• TASK LIST
1. In the Ariane 5 launch account, how high was the rocket when the boosters separated?
2. From the Ariane 5 launch account, list every name it gives to a stage, a set of boosters, or an engine of the rocket.
3. Pick up the Ariane 5 launch account where it stops and carry it forward.

• QUOTED PASSAGE

With the rocket in place at the launch pad, final preparations for the countdown began. During the countdown, the rocket underwent checkout operations to ensure it was ready to fly, and propellants were loaded into its first- and second-stage tanks. Ariane 5ECA+ burns liquid hydrogen and liquid oxygen, which must be kept at very cold temperatures, so the rocket must be fueled in the hours immediately before launch and topped off continuously as propellants boil off.

The countdown clock proceeded toward H0 — the equivalent term to T0 for Arianespace launches. About six seconds before this mark was reached, the two yellow arms used to fuel the second stage retracted. At H0, the first stage’s Vulcain-2 engine began its startup sequence, igniting shortly afterward and coming up to its liftoff thrust. At H+7 seconds, with the Vulcain running as expected, the twin solid rocket boosters ignited, and Ariane lifted off.

Launch of the previous Ariane 5 mission, VA257, in June 2022. (Credit: ESA/CNES/Arianespace)

Ariane pitched downrange, flying East from Kourou to aim for its planned supersynchronous transfer orbit. The first stage and boosters — designated EPC and EAP respectively — burned together during these early phases of flight as the rocket accelerated and climbed through the dense lower regions of Earth’s atmosphere. The boosters burned out and separate about two minutes and 20 seconds after liftoff, with the rocket at an altitude of about 68 kilometers.

About a minute after booster separation, the rocket’s payload fairing was jettisoned. The fairing protects the satellite from aerodynamic forces during the climb through the atmosphere, but by this point in the flight Ariane was about 111 kilometers in altitude and the fairing’s work was done. Its separation helped to reduce the mass of the rocket and exposed Eutelsat Konnect VHTS to space for the first time.

The first stage burn concluded with stage separation at eight minutes 42 seconds mission elapsed time. The first stage engine shut down a few seconds before separation, beginning a brief coast that ended when the upper stage, ESC-D, ignited its HM-7B engine about four seconds after separation. The ESC-D does not have a restart capability, so it can only perform a single burn. This lasted for over 16 minutes, ensuring that the satellite was placed into its planned transfer orbit.

• DATA
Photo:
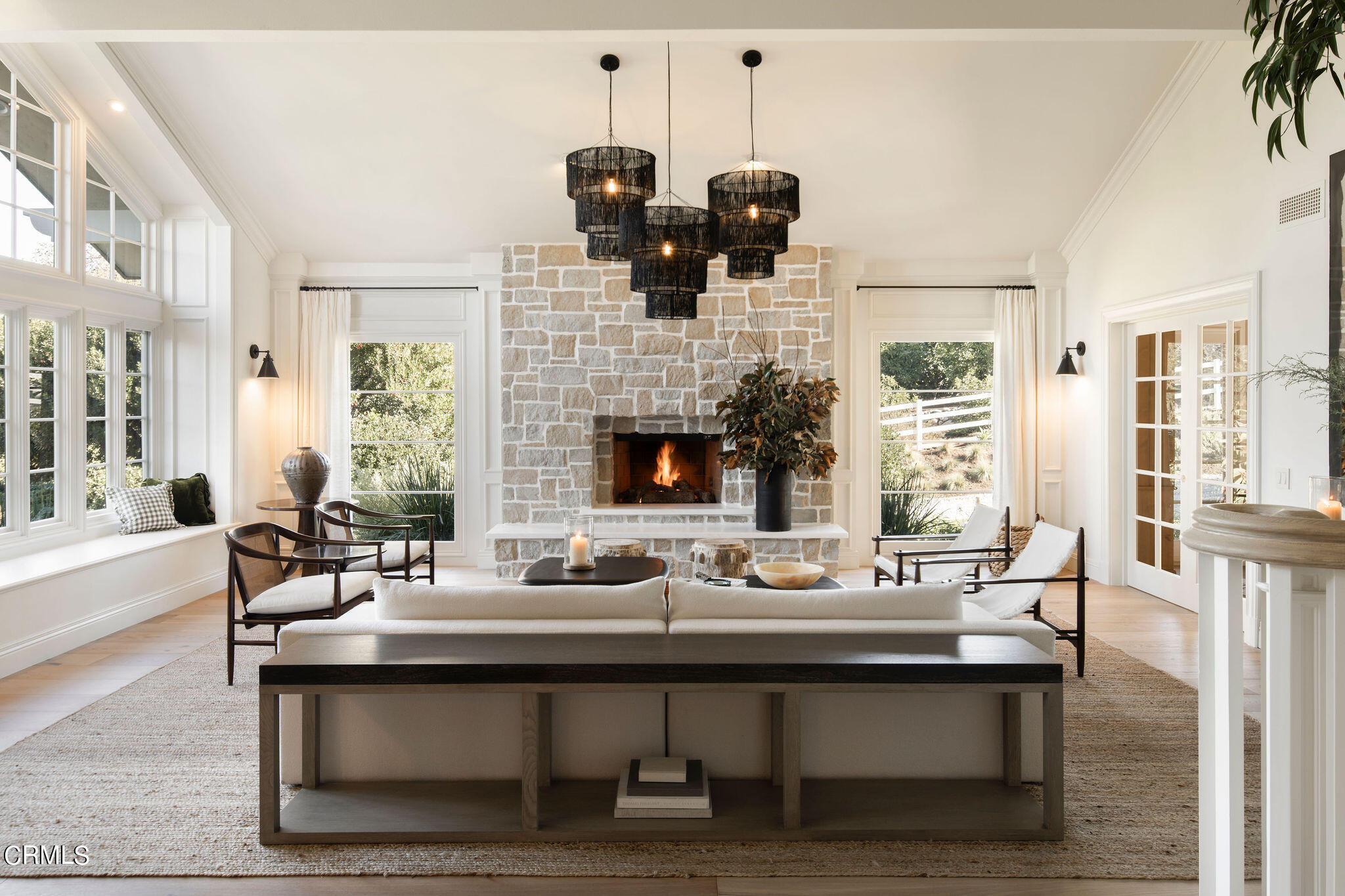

• TASK RESULTS
1. About 68 kilometers.

2. EPC (first stage), EAP (boosters), ESC-D (upper stage), Vulcain-2, HM-7B

3.
Spacecraft separation occurred 28 minutes and 46 seconds after liftoff, with the satellite targeting an orbit with a perigee — the point closest to Earth — of 250 kilometers, an apogee of 60,351 kilometers, and an inclination of 3.5 degrees relative to the equator. This is a supersynchronous transfer orbit, meaning that the apogee is significantly higher than the geostationary orbit in which the satellite will eventually operate. Though it may sound counterintuitive, such an orbit helps to reduce the energy needed for upcoming orbit-raising maneuvers the satellite will perform.

After separating from Ariane 5, Eutelsat Konnect VHTS will take about eleven months to complete orbit-raising, checkout, and commissioning before it is ready to enter service.

With the end of the Ariane 5 program and the transition to the next-generation Ariane 6 rapidly approaching, Wednesday’s launch may have been the last time the rocket flies a single spacecraft to a geostationary or supersynchronous transfer orbit. One of its three remaining launches will carry the European Space Agency’s Jupiter Icy Moons Explorer (JUICE) on the first leg of its journey to Jupiter, while the two others are expected to be commercial launches to geostationary transfer orbit.

The first Ariane 6 launch is currently slated to fly no earlier than next April. This will build on the success of the Ariane 5 with a lower cost, modernized, and more versatile design. Its first flight is expected to carry a mass simulator as its primary payload, along with a collection of small satellites as rideshares.

(Lead image: Ariane 5 in flight to deliver Eutelsat Konnect VHTS to a supersynchronous orbit. Credit: Arianespace)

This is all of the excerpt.